The incidence and cause of LGIB in patients with cirrhosis corresponds to extent of liver disease with advancing Child- Pugh class, portal hypertension, coagulopathy, associated age-related gastrointestinal diseases, co-morbid diseases, and polypharmacy [1,4,6]. Gastrointestinal diseases that cause LGIB in patients with cirrhosis include portal hypertensive colopathy and enteropathy (PHC) and ileal, colorectal and anorectal varices. Less common causes are diverticulosis coli, vascular ectasia, inflammatory diseases, colonic neoplasia related disease and anorectal disorders which are more common in the general population [1-4]. Co-morbid diseases that are associated with an increased incidence and severity of LGIB include extent of liver disease with advancing Child-Pugh class, portal hypertension, coagulopathy, cardiovascular disease, cerebrovascular disease, renal disease, diabetes mellitus and malignancy. Polypharmacy that increases the risk of LGIB is important. The use of antibiotics, immunosuppressive agents, anticoagulants and non-steroidal anti-inflammatory drugs (NSAIDS) is common in these patients [1,4,6].

LGIB can be acute, occult or obscure in nature. Acute LGIB presents as melena or hematochezia. Although the source of melena is most often from the upper GI tract, it may also be from the small intestine or the right colon. Hematochezia is the passage of bright red blood per rectum, with or without stool. Occult bleeding is bleeding not apparent to the patient and is usually detected with stool guaiac testing. It is a common presentation of LGIB, occurring in 10% of the adult general population [4]. Remarkably, patients can loose up to 100 mL of blood per day and still have grossly normal appearing stools [7]. Obscure bleeding is bleeding in which the source of bleeding is difficult to detect on routine endoscopic and radiologic examinations and occurs in approximately 5% of all patients who present with LGIB [8].

Gastrointestinal diseases causing lower GI bleeding

The most common causes of LGIB in patients with cirrhosis are portal hypertensive colopathy, ileal, colorectal and anorectal varices and hemorrhoids [1-3]. Other gastrointestinal diseases that cause LGIB in these patients that are often age-specific include vascular ectasia, diverticulosis coli, inflammatory diseases, colonic neoplasia and anorectal disorders (Table 1) [4,9].

Table 1.Causes of LGIB in patients with liver disease.

Vascular diseases Diverticulosis coli Neoplasia related disease Anorectal lesions
Portal hypertensive enteropathgy/colopathy Inflammatory disease of the colon Neoplasms Hemorrhoids
Ileal, colorectal and anorectal varices Infectious colitis Post-polypectomy bleeding Stercoral ulcer
Ischemic bowel disease Idiopathic inflammatory bowel disease Solitary ulcer syndrome
Vascular ectasia Post-irradiation colitis
Congenital arteriovenous malformations
Dieulafoy’s lesion

Vascular lesions associated with LGIB: Vascular lesions are the most common causes LGIB in patients with cirrhosis. They include PHC and ileal, colorectal and anorectal varices. Vascular lesions that can occur in cirrhosis but are seen more commonly in the general population are ischemic bowel disease, vascular ectasia, telangiectasia, hemangiomas, congenital arteriovenous malformations (AVM) and Dieulafoy’s lesion.
==============================
REQUIRED WORK:
Return the portion of the passage on lower gastrointestinal bleeding in cirrhosis that starts at "Gastrointestinal diseases causing" and ends at "(Table 1) [4,9].", copied word for word.
==============================
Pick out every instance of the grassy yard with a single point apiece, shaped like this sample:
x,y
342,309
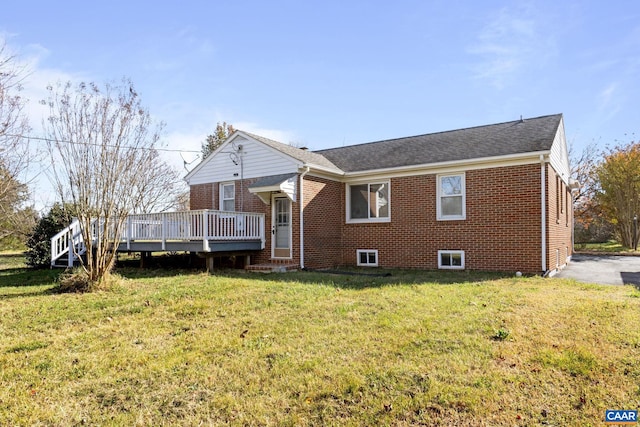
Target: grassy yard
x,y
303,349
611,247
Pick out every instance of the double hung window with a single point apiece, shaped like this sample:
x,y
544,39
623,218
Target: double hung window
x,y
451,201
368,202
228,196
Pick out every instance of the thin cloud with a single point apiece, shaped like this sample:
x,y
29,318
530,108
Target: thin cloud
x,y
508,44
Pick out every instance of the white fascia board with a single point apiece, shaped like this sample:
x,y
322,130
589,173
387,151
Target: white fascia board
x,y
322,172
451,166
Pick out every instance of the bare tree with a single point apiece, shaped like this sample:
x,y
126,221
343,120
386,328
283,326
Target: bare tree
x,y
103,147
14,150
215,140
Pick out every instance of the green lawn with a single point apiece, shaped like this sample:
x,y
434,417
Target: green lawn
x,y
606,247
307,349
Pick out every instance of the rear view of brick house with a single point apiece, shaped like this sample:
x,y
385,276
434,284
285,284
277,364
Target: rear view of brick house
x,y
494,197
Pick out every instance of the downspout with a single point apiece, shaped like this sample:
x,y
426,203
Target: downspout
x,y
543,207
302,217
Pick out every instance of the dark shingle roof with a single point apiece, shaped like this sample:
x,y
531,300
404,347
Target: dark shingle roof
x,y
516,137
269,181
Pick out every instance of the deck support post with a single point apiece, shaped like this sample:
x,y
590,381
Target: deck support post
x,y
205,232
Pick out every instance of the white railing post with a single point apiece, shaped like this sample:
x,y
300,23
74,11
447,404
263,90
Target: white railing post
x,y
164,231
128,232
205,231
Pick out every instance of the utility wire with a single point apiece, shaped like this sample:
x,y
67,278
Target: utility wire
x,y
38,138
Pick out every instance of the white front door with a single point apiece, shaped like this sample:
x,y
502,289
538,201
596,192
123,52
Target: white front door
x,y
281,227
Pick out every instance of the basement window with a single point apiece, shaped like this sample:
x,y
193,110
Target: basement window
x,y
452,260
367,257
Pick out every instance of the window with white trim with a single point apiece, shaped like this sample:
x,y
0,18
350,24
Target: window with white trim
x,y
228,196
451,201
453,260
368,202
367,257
==============================
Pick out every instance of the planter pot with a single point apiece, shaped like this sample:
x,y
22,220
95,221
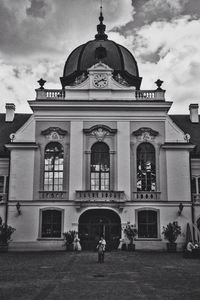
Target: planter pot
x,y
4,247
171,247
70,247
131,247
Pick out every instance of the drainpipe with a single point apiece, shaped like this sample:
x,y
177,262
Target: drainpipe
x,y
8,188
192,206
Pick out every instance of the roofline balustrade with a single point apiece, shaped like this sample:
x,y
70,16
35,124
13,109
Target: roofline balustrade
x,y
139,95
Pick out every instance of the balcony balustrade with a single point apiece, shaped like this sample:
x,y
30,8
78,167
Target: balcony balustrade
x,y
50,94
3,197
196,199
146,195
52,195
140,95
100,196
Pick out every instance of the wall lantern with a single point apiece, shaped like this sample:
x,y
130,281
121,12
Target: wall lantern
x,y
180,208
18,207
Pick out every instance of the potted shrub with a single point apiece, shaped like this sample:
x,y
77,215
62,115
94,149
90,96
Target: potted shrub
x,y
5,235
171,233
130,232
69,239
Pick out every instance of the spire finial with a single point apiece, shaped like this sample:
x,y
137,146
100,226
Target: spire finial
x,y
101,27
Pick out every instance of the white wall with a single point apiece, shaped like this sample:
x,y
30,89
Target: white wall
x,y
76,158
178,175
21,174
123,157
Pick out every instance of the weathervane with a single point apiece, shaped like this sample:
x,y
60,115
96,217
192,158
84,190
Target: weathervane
==============================
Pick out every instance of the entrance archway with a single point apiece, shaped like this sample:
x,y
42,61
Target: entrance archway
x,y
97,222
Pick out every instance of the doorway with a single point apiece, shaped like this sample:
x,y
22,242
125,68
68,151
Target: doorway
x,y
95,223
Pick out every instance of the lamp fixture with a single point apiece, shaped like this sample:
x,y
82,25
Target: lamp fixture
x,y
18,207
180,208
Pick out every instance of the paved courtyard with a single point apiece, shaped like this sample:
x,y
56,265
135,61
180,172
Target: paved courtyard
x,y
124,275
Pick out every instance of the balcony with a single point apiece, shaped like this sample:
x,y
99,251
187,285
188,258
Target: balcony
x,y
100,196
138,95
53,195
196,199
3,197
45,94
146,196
==============================
EXERCISE SOLUTION:
Gastrointestinal diseases causing lower GI bleeding

The most common causes of LGIB in patients with cirrhosis are portal hypertensive colopathy, ileal, colorectal and anorectal varices and hemorrhoids [1-3]. Other gastrointestinal diseases that cause LGIB in these patients that are often age-specific include vascular ectasia, diverticulosis coli, inflammatory diseases, colonic neoplasia and anorectal disorders (Table 1) [4,9].